- **PAGE EXCERPT**
★ ★ ★ ★
NEW YORK (GenomeWeb) – An international team led by investigators at the Wellcome Trust Sanger Institute has characterized somatic mutation signatures found in secondary tumors formed after ionizing radiation treatment.

As they reported in Nature Communications yesterday, the researchers did whole-genome sequencing on tumor and matched normal samples from a dozen individuals with radiation-associated second malignancies. By analyzing the sequences alongside those from hundreds of tumors that had not been exposed to radiation, they found that the radiation-associated tumors were far more prone to balanced inversions or to deletions that were peppered relatively evenly across the genome.

"The main aim of our analyses was to search for tumor-type independent, overarching signatures of ionizing radiation," corresponding author Peter Campbell, a researcher affiliated with the Sanger Institute and the University of Cambridge, and his co-authors wrote. "[W]e identified two such signatures in radiation-associated second malignancies, an excess of balanced inversions and of deletions."
★ ★ ★ ★
- **DATASET**
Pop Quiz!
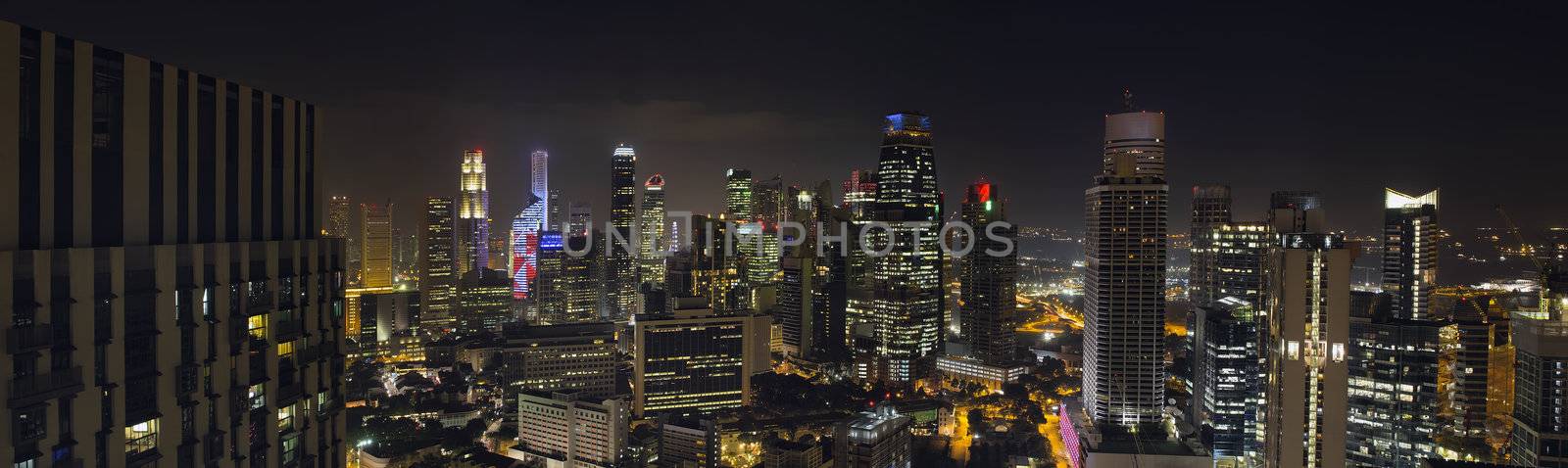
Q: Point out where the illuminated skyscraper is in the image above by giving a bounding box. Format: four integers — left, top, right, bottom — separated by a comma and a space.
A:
604, 144, 640, 321
1259, 204, 1356, 468
458, 149, 489, 275
359, 204, 392, 288
842, 169, 876, 219
637, 173, 669, 290
1084, 113, 1170, 426
735, 175, 789, 288
958, 181, 1017, 366
1383, 188, 1438, 321
418, 197, 458, 335
555, 202, 593, 236
0, 21, 343, 466
862, 113, 944, 382
321, 196, 350, 240
1102, 94, 1165, 178
508, 150, 551, 299
1187, 185, 1231, 306
724, 169, 753, 222
632, 298, 771, 416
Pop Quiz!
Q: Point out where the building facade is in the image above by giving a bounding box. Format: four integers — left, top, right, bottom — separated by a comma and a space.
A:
1084, 126, 1170, 426
632, 298, 771, 418
958, 181, 1017, 364
1187, 185, 1231, 306
1383, 188, 1438, 321
457, 149, 491, 277
833, 403, 914, 468
0, 22, 347, 466
604, 144, 641, 321
359, 204, 392, 288
515, 392, 630, 468
1260, 209, 1356, 468
500, 322, 617, 399
859, 113, 946, 382
418, 197, 458, 337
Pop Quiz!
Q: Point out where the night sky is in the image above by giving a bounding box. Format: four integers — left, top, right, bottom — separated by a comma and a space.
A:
0, 2, 1568, 233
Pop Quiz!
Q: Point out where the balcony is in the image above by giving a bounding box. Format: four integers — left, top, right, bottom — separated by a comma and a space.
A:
272, 319, 300, 343
295, 346, 321, 364
202, 431, 222, 462
125, 432, 163, 466
5, 324, 55, 353
8, 366, 81, 408
277, 382, 301, 407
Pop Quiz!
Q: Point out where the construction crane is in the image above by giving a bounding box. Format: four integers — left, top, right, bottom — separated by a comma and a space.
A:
1495, 205, 1546, 270
1495, 205, 1568, 321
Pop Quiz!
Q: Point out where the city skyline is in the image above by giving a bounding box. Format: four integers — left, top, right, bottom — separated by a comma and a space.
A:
0, 3, 1568, 468
10, 6, 1568, 235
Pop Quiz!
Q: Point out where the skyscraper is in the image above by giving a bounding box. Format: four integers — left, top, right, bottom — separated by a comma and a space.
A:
458, 149, 491, 275
1187, 185, 1231, 306
632, 298, 771, 416
637, 173, 669, 290
1084, 113, 1170, 426
842, 169, 876, 219
458, 267, 513, 334
604, 144, 640, 321
321, 196, 350, 238
0, 22, 347, 466
1260, 205, 1356, 468
867, 113, 944, 382
1346, 311, 1443, 468
1192, 298, 1262, 466
724, 169, 753, 222
958, 181, 1017, 364
833, 402, 914, 468
508, 150, 551, 299
1508, 314, 1568, 466
557, 202, 593, 236
1383, 188, 1438, 321
500, 322, 619, 398
359, 204, 392, 288
1102, 94, 1165, 178
418, 197, 458, 335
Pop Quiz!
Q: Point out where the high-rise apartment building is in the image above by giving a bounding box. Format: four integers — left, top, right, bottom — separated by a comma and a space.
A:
632, 298, 771, 418
1260, 205, 1356, 468
457, 267, 513, 334
457, 149, 491, 275
637, 173, 669, 290
1383, 188, 1438, 321
1102, 102, 1165, 178
1508, 313, 1568, 466
514, 392, 630, 468
500, 322, 619, 398
604, 144, 640, 321
1084, 113, 1170, 426
958, 181, 1017, 364
507, 150, 551, 299
418, 197, 458, 335
1192, 296, 1262, 466
321, 196, 351, 238
860, 113, 946, 382
0, 22, 348, 466
1346, 316, 1455, 468
359, 204, 392, 288
833, 402, 914, 468
1187, 185, 1231, 306
724, 169, 755, 222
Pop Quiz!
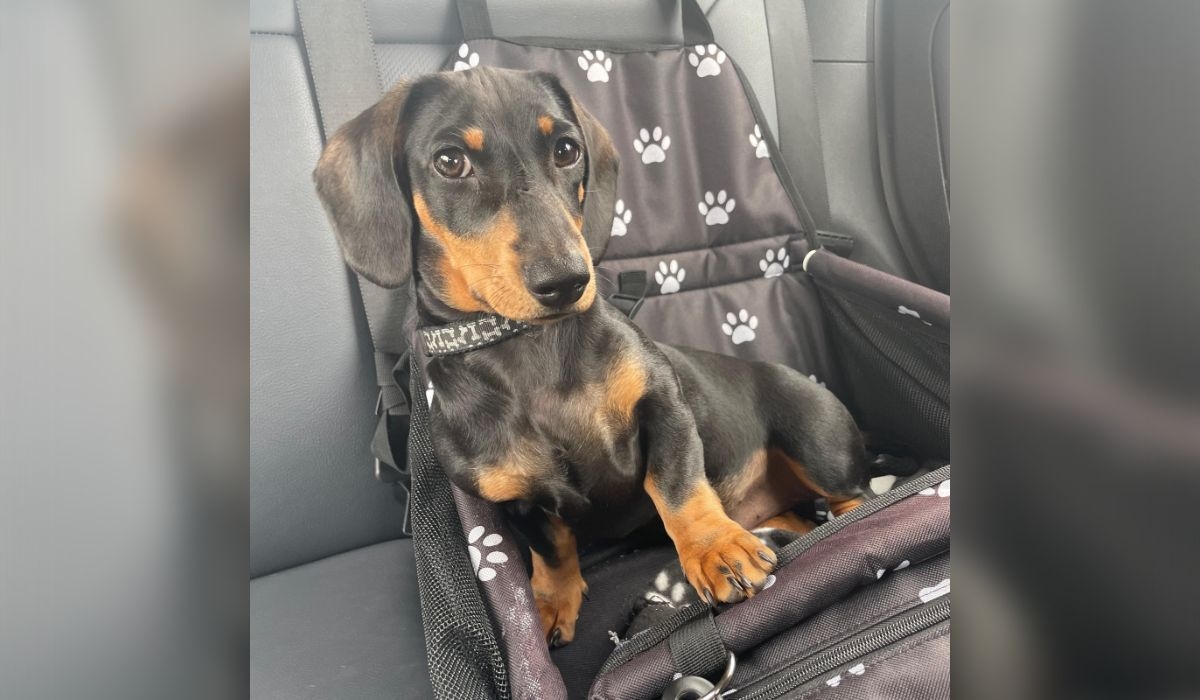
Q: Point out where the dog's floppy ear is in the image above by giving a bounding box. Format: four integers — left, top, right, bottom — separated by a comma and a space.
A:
313, 83, 413, 288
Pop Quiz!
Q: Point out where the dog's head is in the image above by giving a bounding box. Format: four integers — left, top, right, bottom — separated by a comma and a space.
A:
314, 68, 617, 322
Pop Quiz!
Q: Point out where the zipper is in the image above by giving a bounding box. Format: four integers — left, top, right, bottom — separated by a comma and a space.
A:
731, 598, 950, 700
596, 465, 950, 678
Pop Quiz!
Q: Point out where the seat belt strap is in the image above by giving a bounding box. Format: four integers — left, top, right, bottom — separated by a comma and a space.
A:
296, 0, 412, 509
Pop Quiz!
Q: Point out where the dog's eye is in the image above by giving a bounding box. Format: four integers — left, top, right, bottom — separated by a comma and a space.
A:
433, 148, 472, 180
554, 136, 582, 168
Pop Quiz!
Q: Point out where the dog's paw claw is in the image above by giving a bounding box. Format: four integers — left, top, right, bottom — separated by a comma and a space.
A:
680, 521, 775, 605
533, 579, 588, 647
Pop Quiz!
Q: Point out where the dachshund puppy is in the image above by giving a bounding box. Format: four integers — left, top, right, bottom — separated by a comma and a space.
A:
314, 67, 897, 646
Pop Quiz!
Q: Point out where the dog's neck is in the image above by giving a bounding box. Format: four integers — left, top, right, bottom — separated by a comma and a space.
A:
416, 281, 479, 325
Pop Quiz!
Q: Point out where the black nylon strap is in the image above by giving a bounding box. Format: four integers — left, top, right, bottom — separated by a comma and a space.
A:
296, 0, 412, 499
764, 0, 829, 228
455, 0, 493, 41
679, 0, 714, 46
667, 611, 728, 676
608, 270, 648, 318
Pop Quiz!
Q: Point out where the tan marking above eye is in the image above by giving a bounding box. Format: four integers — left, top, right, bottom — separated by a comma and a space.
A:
462, 126, 484, 151
413, 192, 552, 321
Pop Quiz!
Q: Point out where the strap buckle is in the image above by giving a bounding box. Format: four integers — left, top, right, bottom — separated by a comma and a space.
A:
662, 652, 738, 700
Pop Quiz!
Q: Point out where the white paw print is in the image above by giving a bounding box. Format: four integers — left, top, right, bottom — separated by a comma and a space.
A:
634, 126, 671, 164
688, 43, 725, 78
467, 525, 509, 581
698, 190, 738, 226
917, 579, 950, 603
654, 569, 688, 608
654, 261, 688, 294
758, 249, 792, 280
721, 309, 758, 345
578, 50, 612, 83
896, 304, 934, 325
612, 199, 634, 235
875, 560, 912, 579
918, 479, 950, 498
750, 124, 770, 158
454, 44, 479, 71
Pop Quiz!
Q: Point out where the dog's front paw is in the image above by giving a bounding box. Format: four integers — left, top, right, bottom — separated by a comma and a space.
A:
533, 576, 588, 647
679, 520, 775, 605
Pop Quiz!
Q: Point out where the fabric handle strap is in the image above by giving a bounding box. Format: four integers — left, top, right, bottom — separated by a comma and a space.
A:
667, 610, 728, 676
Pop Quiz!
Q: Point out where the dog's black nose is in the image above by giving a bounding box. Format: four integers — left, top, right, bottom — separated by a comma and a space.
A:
524, 257, 592, 309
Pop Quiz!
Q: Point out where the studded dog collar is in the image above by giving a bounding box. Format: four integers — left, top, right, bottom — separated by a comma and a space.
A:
418, 313, 529, 358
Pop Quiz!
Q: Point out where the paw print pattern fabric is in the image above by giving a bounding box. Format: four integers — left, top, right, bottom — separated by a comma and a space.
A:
427, 38, 840, 390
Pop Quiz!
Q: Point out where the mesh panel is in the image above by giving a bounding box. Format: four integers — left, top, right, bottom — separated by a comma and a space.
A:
408, 363, 510, 700
820, 285, 950, 457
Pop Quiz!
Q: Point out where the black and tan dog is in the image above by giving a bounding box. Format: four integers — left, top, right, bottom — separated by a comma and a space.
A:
316, 68, 902, 645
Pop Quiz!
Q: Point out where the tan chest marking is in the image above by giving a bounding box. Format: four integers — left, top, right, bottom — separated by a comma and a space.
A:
475, 441, 552, 503
601, 353, 646, 427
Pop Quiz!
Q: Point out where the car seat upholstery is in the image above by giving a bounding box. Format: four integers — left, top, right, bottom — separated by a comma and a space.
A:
250, 0, 944, 698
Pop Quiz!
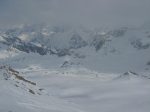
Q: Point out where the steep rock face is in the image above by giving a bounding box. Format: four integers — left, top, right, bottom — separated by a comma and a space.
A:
91, 35, 106, 51
69, 34, 87, 49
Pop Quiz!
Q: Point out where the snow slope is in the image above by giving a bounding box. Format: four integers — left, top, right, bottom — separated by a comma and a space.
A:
0, 25, 150, 112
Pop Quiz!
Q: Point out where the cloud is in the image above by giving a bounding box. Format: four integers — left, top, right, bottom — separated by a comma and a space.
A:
0, 0, 150, 27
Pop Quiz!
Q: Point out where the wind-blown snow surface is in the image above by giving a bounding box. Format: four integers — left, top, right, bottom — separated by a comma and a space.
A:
0, 24, 150, 112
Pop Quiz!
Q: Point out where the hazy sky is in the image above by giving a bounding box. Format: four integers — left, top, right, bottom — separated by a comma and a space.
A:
0, 0, 150, 27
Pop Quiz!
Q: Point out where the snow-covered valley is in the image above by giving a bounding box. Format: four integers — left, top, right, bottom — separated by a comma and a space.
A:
0, 25, 150, 112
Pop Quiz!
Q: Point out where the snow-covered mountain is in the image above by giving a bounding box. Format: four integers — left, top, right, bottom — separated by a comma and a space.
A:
0, 25, 150, 72
0, 24, 150, 112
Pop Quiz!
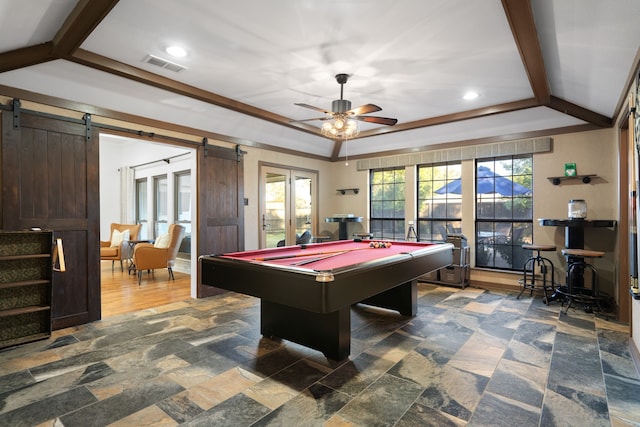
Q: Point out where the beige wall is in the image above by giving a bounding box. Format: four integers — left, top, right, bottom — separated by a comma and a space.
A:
★ ★ ★ ★
- **TASKS AND EXERCISES**
[1] Write out, word for word, the stretch of the article on radiation-associated tumors from "NEW YORK (GenomeWeb)" through "across the genome.".
[2] Name each organization or publication mentioned in the article on radiation-associated tumors, listing each one once.

- **ANSWERS TO THE TASKS**
[1]
NEW YORK (GenomeWeb) – An international team led by investigators at the Wellcome Trust Sanger Institute has characterized somatic mutation signatures found in secondary tumors formed after ionizing radiation treatment.

As they reported in Nature Communications yesterday, the researchers did whole-genome sequencing on tumor and matched normal samples from a dozen individuals with radiation-associated second malignancies. By analyzing the sequences alongside those from hundreds of tumors that had not been exposed to radiation, they found that the radiation-associated tumors were far more prone to balanced inversions or to deletions that were peppered relatively evenly across the genome.

[2]
- GenomeWeb
- Wellcome Trust Sanger Institute
- Nature Communications
- University of Cambridge